--- PAGE EXTRACT ---
Denistone West is a suburb in Northern Sydney, in the state of New South Wales, Australia. Denistone West is located 16 kilometres north-west of the Sydney central business district in the local government area of the City of Ryde. Denistone and Denistone East are separate suburbs; Denistone West was gazetted as a suburb in its own right on 5 February 1999.

Parks
Denistone West has several parks, including West Denistone Park, Lynn Park, Rutherford Park and Hibble Park. West Denistone Park was featured briefly in an episode of Season 43 of Play School on the ABC.

Transport 
Denistone railway station is situated in the suburb of Denistone, the station does not have disabled access. Denistone West is serviced by one Busways routes, 544, which connect to Eastwood, Auburn and Macquarie Park.

At the 2011 census, 18.5% of employed people travelled to work on public transport and 66.2% by motor vehicle.

Commercial
The commercial and retail hub of Denistone West is the West Denistone Shopping Centre. Major tenants include a vet & a hairdresser. An Australia Post post box is installed nearby the centre. The shopping area also includes a small car park.

Demographics 
At the 2016 census, Denistone West had a population of 933 people.

--- SOURCE DATA ---

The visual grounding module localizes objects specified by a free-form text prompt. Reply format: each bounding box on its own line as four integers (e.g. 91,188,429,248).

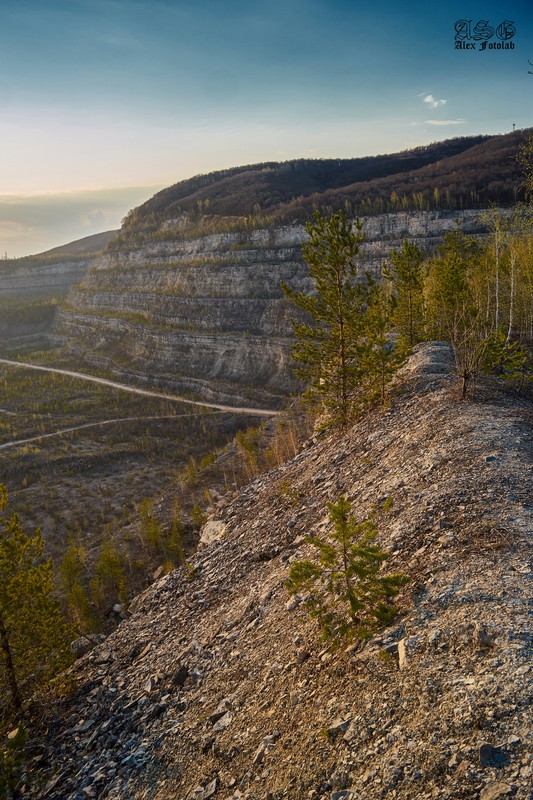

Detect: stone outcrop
29,344,532,800
56,211,490,407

--- AIM A ---
Please quote the Denistone West article word for word, everything from "At the 2011" down to "of 933 people.".
--- AIM B ---
Summarize the Denistone West article in two sentences.
--- AIM C ---
Name every park the Denistone West article mentions.

--- REPLY A ---
At the 2011 census, 18.5% of employed people travelled to work on public transport and 66.2% by motor vehicle.

Commercial
The commercial and retail hub of Denistone West is the West Denistone Shopping Centre. Major tenants include a vet & a hairdresser. An Australia Post post box is installed nearby the centre. The shopping area also includes a small car park.

Demographics 
At the 2016 census, Denistone West had a population of 933 people.

--- REPLY B ---
Denistone West is a suburb in Northern Sydney, 16 kilometres north-west of the Sydney central business district in the City of Ryde, and was gazetted as a suburb in its own right on 5 February 1999. It has several parks, is served by Busways route 544, has the West Denistone Shopping Centre as its commercial hub, and had 933 people at the 2016 census.

--- REPLY C ---
West Denistone Park, Lynn Park, Rutherford Park, Hibble Park